→ **Objective**: Copy the items from the beginning through the line that contains "0 275 343 684", changing "eyeglasses" to "sunglasses" and keeping everything else the same.

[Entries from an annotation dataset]
----

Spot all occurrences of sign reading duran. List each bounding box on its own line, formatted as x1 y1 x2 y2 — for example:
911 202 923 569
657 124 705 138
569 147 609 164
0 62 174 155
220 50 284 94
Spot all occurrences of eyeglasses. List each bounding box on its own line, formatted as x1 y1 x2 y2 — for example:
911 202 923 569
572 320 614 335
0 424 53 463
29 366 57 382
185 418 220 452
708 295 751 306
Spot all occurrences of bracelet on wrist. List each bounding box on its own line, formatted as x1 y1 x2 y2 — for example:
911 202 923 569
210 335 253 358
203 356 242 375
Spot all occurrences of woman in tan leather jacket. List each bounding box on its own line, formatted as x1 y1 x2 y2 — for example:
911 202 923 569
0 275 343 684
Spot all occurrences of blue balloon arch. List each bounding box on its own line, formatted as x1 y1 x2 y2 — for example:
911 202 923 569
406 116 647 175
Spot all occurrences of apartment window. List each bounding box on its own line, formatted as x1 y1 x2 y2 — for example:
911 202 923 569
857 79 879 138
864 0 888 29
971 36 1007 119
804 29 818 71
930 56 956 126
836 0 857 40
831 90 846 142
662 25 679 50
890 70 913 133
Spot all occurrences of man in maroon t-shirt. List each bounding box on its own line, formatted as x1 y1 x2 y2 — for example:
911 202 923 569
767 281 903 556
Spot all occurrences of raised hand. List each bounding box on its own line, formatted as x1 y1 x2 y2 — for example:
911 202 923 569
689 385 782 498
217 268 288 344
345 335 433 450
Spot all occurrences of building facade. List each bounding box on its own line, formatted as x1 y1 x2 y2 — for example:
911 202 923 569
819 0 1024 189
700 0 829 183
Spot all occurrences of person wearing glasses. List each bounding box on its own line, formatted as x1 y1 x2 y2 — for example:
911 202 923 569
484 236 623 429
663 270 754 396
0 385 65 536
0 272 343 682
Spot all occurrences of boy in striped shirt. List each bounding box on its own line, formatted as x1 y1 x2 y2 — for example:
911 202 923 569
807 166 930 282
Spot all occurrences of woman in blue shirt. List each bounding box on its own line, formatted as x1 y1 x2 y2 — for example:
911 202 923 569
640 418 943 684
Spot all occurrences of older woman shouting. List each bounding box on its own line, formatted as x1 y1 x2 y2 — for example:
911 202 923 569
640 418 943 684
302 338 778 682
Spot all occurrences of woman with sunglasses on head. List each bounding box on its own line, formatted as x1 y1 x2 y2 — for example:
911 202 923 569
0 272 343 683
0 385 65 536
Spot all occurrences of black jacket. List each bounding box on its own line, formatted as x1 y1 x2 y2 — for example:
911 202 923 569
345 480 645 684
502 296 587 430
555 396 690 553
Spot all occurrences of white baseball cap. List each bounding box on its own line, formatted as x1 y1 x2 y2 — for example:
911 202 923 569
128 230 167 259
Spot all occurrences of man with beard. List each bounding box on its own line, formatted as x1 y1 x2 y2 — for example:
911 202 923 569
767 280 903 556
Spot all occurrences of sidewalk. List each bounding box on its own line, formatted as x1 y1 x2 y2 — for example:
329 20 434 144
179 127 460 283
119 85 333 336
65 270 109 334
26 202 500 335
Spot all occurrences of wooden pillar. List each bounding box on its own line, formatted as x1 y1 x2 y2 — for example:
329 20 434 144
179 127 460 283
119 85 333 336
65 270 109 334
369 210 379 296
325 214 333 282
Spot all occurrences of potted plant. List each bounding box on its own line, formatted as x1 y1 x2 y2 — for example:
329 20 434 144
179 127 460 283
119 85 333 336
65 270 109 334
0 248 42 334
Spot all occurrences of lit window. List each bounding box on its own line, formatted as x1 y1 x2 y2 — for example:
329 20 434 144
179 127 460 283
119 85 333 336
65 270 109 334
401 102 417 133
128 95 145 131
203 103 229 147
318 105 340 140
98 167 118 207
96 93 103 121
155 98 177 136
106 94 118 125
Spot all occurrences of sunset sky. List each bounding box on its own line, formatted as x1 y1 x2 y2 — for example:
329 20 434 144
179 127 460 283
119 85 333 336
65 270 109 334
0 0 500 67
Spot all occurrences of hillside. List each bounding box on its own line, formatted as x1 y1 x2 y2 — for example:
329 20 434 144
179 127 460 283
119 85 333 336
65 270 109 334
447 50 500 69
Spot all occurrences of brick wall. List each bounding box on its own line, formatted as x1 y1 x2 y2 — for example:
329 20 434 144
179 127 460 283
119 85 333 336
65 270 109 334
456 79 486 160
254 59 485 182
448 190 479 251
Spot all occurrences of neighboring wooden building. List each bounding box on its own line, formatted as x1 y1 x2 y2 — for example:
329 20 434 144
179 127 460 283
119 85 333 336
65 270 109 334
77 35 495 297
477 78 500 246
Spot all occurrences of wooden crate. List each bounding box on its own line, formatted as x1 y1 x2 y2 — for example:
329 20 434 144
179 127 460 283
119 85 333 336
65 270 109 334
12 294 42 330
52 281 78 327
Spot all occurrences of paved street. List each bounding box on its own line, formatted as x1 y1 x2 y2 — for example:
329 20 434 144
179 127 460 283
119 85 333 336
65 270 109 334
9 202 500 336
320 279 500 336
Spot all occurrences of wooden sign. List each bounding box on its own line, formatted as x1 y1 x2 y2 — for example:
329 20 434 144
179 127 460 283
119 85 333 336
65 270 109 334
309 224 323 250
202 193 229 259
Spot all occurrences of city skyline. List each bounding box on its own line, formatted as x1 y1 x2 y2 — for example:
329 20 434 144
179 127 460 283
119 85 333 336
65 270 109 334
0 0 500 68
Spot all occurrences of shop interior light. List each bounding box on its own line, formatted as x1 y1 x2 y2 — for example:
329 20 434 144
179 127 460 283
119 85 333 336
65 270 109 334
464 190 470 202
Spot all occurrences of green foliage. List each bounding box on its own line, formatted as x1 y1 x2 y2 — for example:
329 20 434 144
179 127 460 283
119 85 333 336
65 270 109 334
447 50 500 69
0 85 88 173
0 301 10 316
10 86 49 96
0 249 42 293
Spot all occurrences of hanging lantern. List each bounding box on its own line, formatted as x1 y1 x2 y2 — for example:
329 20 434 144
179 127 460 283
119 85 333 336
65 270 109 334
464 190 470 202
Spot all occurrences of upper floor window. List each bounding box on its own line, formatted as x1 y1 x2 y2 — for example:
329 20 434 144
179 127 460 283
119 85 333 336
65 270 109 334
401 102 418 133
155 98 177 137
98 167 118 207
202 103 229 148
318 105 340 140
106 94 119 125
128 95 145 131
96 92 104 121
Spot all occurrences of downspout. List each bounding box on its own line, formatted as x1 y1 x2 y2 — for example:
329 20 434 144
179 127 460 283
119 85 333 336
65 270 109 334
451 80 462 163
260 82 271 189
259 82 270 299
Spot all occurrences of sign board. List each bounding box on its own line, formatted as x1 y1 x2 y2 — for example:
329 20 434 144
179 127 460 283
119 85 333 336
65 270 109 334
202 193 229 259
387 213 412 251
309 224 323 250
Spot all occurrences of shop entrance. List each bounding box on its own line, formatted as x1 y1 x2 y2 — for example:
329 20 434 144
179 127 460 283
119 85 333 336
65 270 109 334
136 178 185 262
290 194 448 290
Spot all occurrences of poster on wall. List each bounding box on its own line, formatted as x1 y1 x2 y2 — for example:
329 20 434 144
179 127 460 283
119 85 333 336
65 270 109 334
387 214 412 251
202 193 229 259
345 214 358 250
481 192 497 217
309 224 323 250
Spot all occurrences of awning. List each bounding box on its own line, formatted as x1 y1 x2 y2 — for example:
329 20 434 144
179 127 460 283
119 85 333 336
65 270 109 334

----

→ **Right answer**:
Spot all occurrences of sign reading duran. List each bounding box on its own line, formatted as x1 y1 x2 y2 — for example:
911 202 923 569
657 124 705 138
569 147 609 164
0 62 174 155
220 50 284 94
Spot all occurrences of sunglasses. List each bounding box on its own line, formatted as x1 y1 x2 y2 — for example:
911 202 923 569
572 320 614 335
0 424 53 463
29 366 57 382
185 418 220 452
708 295 751 306
Spot all occurrences of bracelet on wrist. List each bounding box on its own line, formatted as x1 y1 x2 y2 — for example:
911 202 923 569
210 335 253 358
203 356 242 375
Spot all occurrences of woman in tan leather jacket. List each bounding box on its own line, formatted as x1 y1 x2 y2 — for example:
911 202 923 569
0 275 343 684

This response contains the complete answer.